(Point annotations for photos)
◆ ◆ ◆ ◆ ◆

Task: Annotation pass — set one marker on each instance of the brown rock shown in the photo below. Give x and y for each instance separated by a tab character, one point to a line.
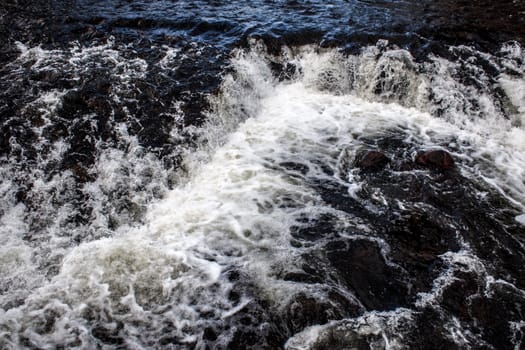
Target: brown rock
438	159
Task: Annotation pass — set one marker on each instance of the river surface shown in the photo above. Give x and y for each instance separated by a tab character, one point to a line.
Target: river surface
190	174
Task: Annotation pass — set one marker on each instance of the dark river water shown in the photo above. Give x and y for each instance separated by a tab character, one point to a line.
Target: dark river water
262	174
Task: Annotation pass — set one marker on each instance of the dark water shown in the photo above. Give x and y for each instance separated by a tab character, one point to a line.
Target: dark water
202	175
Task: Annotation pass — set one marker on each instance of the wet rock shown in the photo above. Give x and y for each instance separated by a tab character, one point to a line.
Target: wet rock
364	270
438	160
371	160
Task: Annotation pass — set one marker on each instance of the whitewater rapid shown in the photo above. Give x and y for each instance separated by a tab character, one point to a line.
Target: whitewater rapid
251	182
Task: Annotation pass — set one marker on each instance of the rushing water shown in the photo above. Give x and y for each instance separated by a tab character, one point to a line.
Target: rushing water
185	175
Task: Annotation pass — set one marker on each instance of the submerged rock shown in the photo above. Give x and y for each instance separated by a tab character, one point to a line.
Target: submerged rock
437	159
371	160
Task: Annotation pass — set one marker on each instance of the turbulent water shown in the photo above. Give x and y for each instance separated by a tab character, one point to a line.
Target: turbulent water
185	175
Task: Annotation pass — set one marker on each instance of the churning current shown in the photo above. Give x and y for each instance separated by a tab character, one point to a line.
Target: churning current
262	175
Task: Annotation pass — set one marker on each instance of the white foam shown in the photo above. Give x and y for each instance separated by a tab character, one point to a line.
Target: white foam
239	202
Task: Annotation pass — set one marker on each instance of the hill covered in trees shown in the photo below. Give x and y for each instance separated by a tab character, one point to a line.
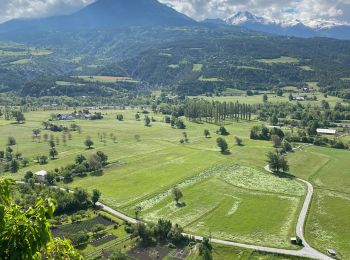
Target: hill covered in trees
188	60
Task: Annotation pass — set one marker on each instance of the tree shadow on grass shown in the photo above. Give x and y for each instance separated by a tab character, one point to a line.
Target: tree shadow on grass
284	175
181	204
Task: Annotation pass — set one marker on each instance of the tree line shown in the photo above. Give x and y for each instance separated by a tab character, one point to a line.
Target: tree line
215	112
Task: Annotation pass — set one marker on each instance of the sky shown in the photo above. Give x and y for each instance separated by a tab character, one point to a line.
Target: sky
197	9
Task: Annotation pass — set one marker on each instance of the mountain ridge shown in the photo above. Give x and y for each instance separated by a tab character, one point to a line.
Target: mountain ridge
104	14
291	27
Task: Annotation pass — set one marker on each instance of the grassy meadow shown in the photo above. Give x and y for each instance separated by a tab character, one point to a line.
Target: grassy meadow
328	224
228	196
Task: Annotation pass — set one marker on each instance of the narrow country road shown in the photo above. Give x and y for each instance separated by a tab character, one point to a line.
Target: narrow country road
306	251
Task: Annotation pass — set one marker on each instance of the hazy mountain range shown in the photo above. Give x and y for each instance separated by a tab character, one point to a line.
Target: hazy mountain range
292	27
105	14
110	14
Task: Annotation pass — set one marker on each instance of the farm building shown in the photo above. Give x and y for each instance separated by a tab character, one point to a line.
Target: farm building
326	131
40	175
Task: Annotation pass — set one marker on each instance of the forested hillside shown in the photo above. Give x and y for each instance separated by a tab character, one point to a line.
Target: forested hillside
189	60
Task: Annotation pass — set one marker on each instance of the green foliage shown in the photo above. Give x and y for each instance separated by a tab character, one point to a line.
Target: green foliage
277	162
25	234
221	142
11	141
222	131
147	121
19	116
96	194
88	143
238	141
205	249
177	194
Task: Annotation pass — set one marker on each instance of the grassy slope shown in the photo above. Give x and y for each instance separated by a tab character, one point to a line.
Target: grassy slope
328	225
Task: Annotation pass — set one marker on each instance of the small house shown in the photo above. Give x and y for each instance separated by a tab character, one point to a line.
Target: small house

◆ ◆ ◆ ◆ ◆

The data above should be repeated exactly, minus any pictures.

Task: Annotation pass — set one marker on each instance of the brown rock shown in the photo below. Give x and y for each instance separated by a tab character, one point to a line.
Target: brown rock
438	159
Task: Annotation pass — set one marker on each instance of the river surface shown in the photo above. Give x and y for each instance separated by a tab character, one point to a line.
Target: river surface
190	174
Task: Annotation pass — set one marker on each instance of the dark river water shown in the photo above. Give x and y for each instance separated by a tab character, one point to a line.
Target: dark river water
262	174
Task: Annotation pass — set one marker on each instance of the dark water shown in the photo above. Give x and y for each instance separated by a tab character, one point to a line.
Target: dark water
202	175
Task: Annotation pass — set one marker on each instance of the wet rock shown in the photo above. Give x and y for each instance separated by a tab character, one point to a line.
Target: wet rock
364	270
438	160
371	160
Task: Annotation pass — set one marker on each instance of the whitewater rapid shown in the photo above. Give x and y for each instance separated by a tab character, one point to a line.
Target: whitewater rapid
251	182
Task: Annotation pass — set one marker on each instance of the rushing water shown in the photo above. Give x and y for each instance separated by a tab character, one point to a line.
Target: rushing water
185	175
Task: Annotation pass — set one marker on each instance of the submerged rock shown in the photo above. Give x and y for each instance separated by a tab character, one point to a line.
Target: submerged rock
437	159
371	160
Task: Annotation pass — set one marker on each instance of the turbulent water shown in the photo above. Give x and y for each instance separated by a tab character, one point to a line.
Target: turbulent water
185	175
Task: Annotation pass — set one marker on each instance of the churning current shown in the photo above. Give x and y for each instance separated by a tab character, one point to a line.
Target: churning current
262	175
Task: Annotation pass — set one marker on each instance of the white foam shown in the photo above. Give x and y for each instance separated by a tab character, one point to a line.
Target: white foam
239	202
Task: Annotation pass — set one marker on each instance of the hill covered in trees shown in the photo below. Give x and y for each instance separated by a tab character, one point to a line.
Target: hill covered in trees
188	60
Task: Annotation pass — set one marker on each instance of the tree shadow on grass shown in the photo above. Give x and y for each instance separated by a tab character, one point to a line.
Target: tree shadow on grass
284	175
181	204
Task: Annotation pass — set one marker on each instance of the tree line shown in the photo above. Give x and y for each instance separated by a tab character, one point to a line.
Target: tree line
215	112
Task: Annotation pass — set one marker on each instance of the sky shown in the photo above. Give x and y for each instance separated by a tab character, one point to a line.
Target: sky
197	9
Task: Annotation pass — set one marker on each instance of the mountain ridge shown in the photo above. Give x and y for each instance separated by a tab character, one point to a line.
Target: mountain ridge
104	14
291	27
Task: Annotation pass — set one marker on each instance of the grassy meadow shown in the photo above. Give x and y for each instance separated by a tab character, one point to a line.
Target: grassy meadow
328	224
228	196
Task: Annotation pass — set one marker on each instance of the narrow country road shown in the photo above. Give x and y for each instance separated by a tab character, one point to a line.
Target: narrow country road
306	251
Task: Annotation pass — set one marker on each instance of the hazy mountain range shown in the photo above. Give x and y for each instance separated by a tab character, one point to a line.
Target: hazy mountain range
292	27
105	14
110	14
Task: Annotation pass — set one marker on each instance of the farm building shown in the photo above. Give x and y for each instance separated by a tab character, one point to a line.
Target: farm building
326	131
40	175
Task: Annotation pass — set one marker on each instance of the forested hillside shown in the photo above. Give x and y for each instance separated by a tab character, one point to a line.
Target: forested hillside
189	60
Task: Annotation pass — set one marker on each instance of the green foliage shown in the photo above. Give x and y for each instance separated by a tab character, one point to a line.
Target: green foliage
277	162
25	234
221	142
11	141
222	131
147	121
19	116
96	194
88	143
238	141
205	249
177	194
Task: Annotation pass — set one marker on each instance of the grassy slope shown in the photo above. Give x and y for each instance separated by a tab character, one point to a line.
Target: grassy slope
328	225
Task: Annotation pass — set one marker on each instance of the small house shown in the photo above. Give x and y for each instance separated by a tab character, one point to a line.
Target: small house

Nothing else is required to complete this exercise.